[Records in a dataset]
******

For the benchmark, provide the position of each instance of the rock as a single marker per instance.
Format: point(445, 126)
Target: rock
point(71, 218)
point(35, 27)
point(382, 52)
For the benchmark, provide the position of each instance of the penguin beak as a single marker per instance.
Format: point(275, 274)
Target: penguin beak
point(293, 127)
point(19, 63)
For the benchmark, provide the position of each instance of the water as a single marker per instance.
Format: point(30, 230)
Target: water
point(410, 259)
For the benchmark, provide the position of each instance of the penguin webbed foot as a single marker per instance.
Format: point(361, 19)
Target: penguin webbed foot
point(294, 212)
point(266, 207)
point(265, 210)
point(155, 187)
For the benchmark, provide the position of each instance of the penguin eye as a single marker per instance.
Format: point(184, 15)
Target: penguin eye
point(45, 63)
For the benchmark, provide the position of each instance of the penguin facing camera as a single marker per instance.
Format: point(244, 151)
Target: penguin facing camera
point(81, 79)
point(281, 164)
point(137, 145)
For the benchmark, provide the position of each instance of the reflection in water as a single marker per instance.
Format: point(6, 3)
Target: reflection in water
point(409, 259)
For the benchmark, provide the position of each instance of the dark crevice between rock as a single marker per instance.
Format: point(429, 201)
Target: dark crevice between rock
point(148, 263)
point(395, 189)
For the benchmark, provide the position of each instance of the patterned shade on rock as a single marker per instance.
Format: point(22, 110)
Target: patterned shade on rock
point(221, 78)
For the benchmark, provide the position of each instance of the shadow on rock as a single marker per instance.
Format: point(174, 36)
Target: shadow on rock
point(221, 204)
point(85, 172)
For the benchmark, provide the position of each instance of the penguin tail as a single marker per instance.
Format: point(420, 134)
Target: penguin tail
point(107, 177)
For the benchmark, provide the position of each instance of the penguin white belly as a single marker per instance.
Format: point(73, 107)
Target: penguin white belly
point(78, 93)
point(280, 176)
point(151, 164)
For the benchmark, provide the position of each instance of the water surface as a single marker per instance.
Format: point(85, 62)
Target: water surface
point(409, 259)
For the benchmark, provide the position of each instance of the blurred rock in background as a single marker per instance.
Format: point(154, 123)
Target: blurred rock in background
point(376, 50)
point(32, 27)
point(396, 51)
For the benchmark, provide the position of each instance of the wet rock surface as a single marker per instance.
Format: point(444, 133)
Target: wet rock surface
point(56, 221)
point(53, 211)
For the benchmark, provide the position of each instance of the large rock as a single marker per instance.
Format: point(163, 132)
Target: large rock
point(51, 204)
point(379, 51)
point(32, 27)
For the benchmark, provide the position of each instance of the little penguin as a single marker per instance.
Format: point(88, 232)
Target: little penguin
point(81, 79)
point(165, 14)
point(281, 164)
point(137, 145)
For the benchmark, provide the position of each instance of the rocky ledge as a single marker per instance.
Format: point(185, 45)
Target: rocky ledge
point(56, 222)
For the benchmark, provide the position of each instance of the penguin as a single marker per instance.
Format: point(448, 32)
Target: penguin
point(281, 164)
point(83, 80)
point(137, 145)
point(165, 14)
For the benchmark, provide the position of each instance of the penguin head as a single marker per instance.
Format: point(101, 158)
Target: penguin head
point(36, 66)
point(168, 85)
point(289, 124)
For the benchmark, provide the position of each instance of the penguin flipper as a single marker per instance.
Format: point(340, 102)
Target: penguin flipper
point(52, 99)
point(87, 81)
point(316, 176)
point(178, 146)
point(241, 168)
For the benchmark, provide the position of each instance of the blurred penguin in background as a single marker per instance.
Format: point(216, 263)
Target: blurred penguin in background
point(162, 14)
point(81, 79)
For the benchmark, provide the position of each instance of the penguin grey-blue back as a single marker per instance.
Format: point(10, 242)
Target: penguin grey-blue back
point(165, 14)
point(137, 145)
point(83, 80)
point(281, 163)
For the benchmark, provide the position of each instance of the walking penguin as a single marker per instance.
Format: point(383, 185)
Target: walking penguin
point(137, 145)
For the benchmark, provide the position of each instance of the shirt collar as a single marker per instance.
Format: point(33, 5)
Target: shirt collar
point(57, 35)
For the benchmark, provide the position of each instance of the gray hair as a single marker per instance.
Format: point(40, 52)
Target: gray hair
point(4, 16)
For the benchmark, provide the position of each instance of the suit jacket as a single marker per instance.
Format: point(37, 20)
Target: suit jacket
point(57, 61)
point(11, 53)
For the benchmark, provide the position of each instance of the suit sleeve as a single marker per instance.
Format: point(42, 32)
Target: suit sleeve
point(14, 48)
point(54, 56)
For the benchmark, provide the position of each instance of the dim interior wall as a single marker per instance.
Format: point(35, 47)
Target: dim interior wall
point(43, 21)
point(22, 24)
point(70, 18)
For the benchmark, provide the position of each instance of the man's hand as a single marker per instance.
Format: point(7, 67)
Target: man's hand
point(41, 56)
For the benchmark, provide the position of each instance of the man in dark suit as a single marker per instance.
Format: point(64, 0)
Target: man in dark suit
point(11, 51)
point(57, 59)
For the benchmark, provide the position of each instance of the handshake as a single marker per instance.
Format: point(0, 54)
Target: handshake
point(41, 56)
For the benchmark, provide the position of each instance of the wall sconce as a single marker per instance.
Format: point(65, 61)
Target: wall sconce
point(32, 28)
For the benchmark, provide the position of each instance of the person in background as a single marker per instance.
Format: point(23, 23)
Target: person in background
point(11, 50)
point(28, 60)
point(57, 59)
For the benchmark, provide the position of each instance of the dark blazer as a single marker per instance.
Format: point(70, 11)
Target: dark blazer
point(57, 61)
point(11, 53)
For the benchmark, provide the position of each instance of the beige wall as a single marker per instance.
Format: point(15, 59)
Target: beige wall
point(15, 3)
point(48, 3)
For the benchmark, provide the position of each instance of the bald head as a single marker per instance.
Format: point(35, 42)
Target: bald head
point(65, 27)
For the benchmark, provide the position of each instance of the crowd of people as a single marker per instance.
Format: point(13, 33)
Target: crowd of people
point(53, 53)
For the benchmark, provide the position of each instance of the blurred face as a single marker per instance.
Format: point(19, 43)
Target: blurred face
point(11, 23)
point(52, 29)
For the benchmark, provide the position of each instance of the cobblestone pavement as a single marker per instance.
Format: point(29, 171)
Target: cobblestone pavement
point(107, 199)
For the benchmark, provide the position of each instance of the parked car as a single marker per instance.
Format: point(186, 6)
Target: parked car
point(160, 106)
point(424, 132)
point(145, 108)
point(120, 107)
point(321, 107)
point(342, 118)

******

_Task to carry out:_
Reproduce every line of the listing above verbatim, from beginning to end.

_Exercise result:_
For the benchmark, provide the position of each instance of the rock as a single marker per instance.
Format: point(445, 126)
Target: rock
point(71, 218)
point(35, 27)
point(382, 52)
For the benchmark, provide the position of each instance of the penguin beak as a single marker per instance.
Format: point(275, 274)
Target: penguin beak
point(293, 127)
point(19, 63)
For the benchmark, provide the position of each instance of the water as a single marker per instance.
Format: point(30, 230)
Target: water
point(410, 259)
For the benchmark, provide the position of each instance of the penguin webbed foot as a single marker per instance.
Format: point(361, 19)
Target: penguin webbed foot
point(294, 212)
point(266, 207)
point(265, 210)
point(155, 187)
For the benchmark, provide the position of each instance of the penguin eye as a single marker per instance.
Format: point(184, 15)
Target: penguin eye
point(45, 63)
For the benchmark, provide the position of each instance of the penguin facing camera as a single marker per instance.
Format: point(244, 151)
Target: penguin facing camera
point(81, 79)
point(281, 164)
point(137, 145)
For the benchmark, provide the position of each instance of the reflection in water as a single marker per instance.
Format: point(6, 3)
Target: reflection in water
point(409, 259)
For the benchmark, provide the position of each instance of the dark crevice between rock as a single marker per instance.
Format: point(429, 201)
Target: dark crevice between rock
point(148, 263)
point(395, 189)
For the benchmark, provide the position of each instance of the patterned shade on rock as a single marker per instance.
Format: point(22, 110)
Target: patterned shade on rock
point(221, 78)
For the benchmark, provide the position of each instance of the shadow on rock as a single marker per instance.
Format: point(174, 36)
Target: shadow on rock
point(221, 204)
point(85, 172)
For the benchmark, provide the position of each instance of the penguin tail as a single marker per instance.
Format: point(420, 134)
Target: penguin tail
point(107, 177)
For the benchmark, provide the position of each instance of the penguin white belly as a single marker per instance.
Format: point(73, 107)
Target: penguin white belly
point(78, 93)
point(280, 176)
point(151, 164)
For the benchmark, provide the position of each instance of the water surface as a single marker per instance.
Format: point(85, 62)
Target: water surface
point(409, 259)
For the benchmark, provide the position of each instance of the blurred rock in background as a single marker per instance.
Format: point(154, 123)
Target: blurred rock in background
point(376, 50)
point(32, 27)
point(396, 51)
For the benchmark, provide the position of each instance of the wet rock surface as a single marker per instance.
Format: point(444, 133)
Target: wet rock surface
point(56, 221)
point(53, 211)
For the benchmark, provide the position of each instance of the large rock as a single marker per instance.
Format: point(163, 132)
Target: large rock
point(51, 204)
point(379, 51)
point(32, 27)
For the benchmark, provide the position of each instance of the little penguin as a single marker per instance.
Format: point(88, 232)
Target: little penguin
point(81, 79)
point(165, 14)
point(281, 164)
point(137, 145)
For the benchmark, provide the position of each instance of the rocky ledge as a single marker per instance.
Format: point(185, 45)
Target: rocky ledge
point(56, 222)
For the benchmark, provide the position of each instance of the penguin as a single marker per instance.
Format: point(448, 32)
Target: penguin
point(281, 164)
point(83, 80)
point(137, 145)
point(165, 14)
For the benchmark, provide the position of each instance of the penguin head as a single marker per instance.
Format: point(101, 158)
Target: penguin head
point(36, 66)
point(168, 85)
point(289, 124)
For the benchmark, provide the position of each instance of the penguin flipper as a single marker per instance.
Format: point(340, 102)
Target: penguin flipper
point(52, 99)
point(87, 81)
point(316, 176)
point(178, 146)
point(241, 168)
For the benchmark, provide the position of each instance of the blurred penguin in background as a single marker per instance.
Format: point(216, 263)
Target: blurred penguin in background
point(162, 14)
point(81, 79)
For the benchmark, provide the position of each instance of the penguin grey-blue back as a single marker per instance.
Format: point(10, 242)
Target: penguin grey-blue back
point(165, 14)
point(137, 145)
point(83, 80)
point(281, 163)
For the benchmark, provide the position of each instance of the walking penguin as a single marker per instance.
Format: point(383, 185)
Target: walking penguin
point(137, 145)
For the benchmark, provide the position of each instance of the shirt collar as a single marker per instance.
Format: point(33, 5)
Target: shirt collar
point(57, 35)
For the benchmark, provide the position of each instance of the gray hair as a single marker per instance.
Format: point(40, 52)
Target: gray hair
point(4, 16)
For the benchmark, provide the position of each instance of the suit jacket as a single marker per instance.
Format: point(37, 20)
Target: suit jacket
point(57, 61)
point(11, 53)
For the benchmark, provide the position of each instance of the suit sleeve as a single marker per instance.
Format: point(42, 32)
Target: suit sleeve
point(14, 48)
point(54, 56)
For the benchmark, provide the position of each instance of the dim interior wall as a single marker per instance.
Format: point(35, 47)
Target: dim interior wall
point(43, 21)
point(22, 24)
point(70, 18)
For the benchmark, provide the position of each instance of the man's hand as a single marker per instance.
Format: point(7, 67)
Target: man's hand
point(41, 56)
For the benchmark, provide the position of each instance of the man in dark suit as a single marker per instance.
Format: point(64, 0)
Target: man in dark suit
point(11, 51)
point(57, 59)
For the benchmark, provide the position of each instance of the handshake as a single marker per instance.
Format: point(0, 54)
Target: handshake
point(41, 56)
For the benchmark, provide the position of each instance of the wall sconce as a single marker per instance.
Format: point(65, 61)
Target: wall sconce
point(32, 28)
For the benchmark, provide the position of each instance of the person in background as a single marker per instance.
Format: point(23, 23)
Target: person in background
point(11, 50)
point(28, 60)
point(57, 59)
For the benchmark, provide the position of each instance of the dark blazer as a single marker per instance.
Format: point(70, 11)
Target: dark blazer
point(57, 61)
point(11, 53)
For the benchmark, provide the position of each instance of the beige wall as a single marker per instance.
Format: point(15, 59)
Target: beige wall
point(15, 3)
point(48, 3)
For the benchmark, provide the position of each instance of the bald head as a single marker per instance.
Format: point(35, 42)
Target: bald head
point(65, 27)
For the benchmark, provide the position of each instance of the crowd of people as a single marker per instance.
Format: point(13, 33)
Target: crowd of people
point(53, 53)
For the benchmark, provide the position of each instance of the blurred face as a single marker per instance.
Format: point(19, 43)
Target: blurred face
point(11, 23)
point(52, 29)
For the benchmark, provide the position of each instance of the cobblestone pavement as a single marker per instance.
Format: point(29, 171)
Target: cobblestone pavement
point(107, 199)
For the benchmark, provide the position of each instance of the parked car as a single marker per instance.
Format: point(186, 6)
Target: parked car
point(160, 106)
point(424, 132)
point(145, 108)
point(120, 107)
point(321, 107)
point(342, 118)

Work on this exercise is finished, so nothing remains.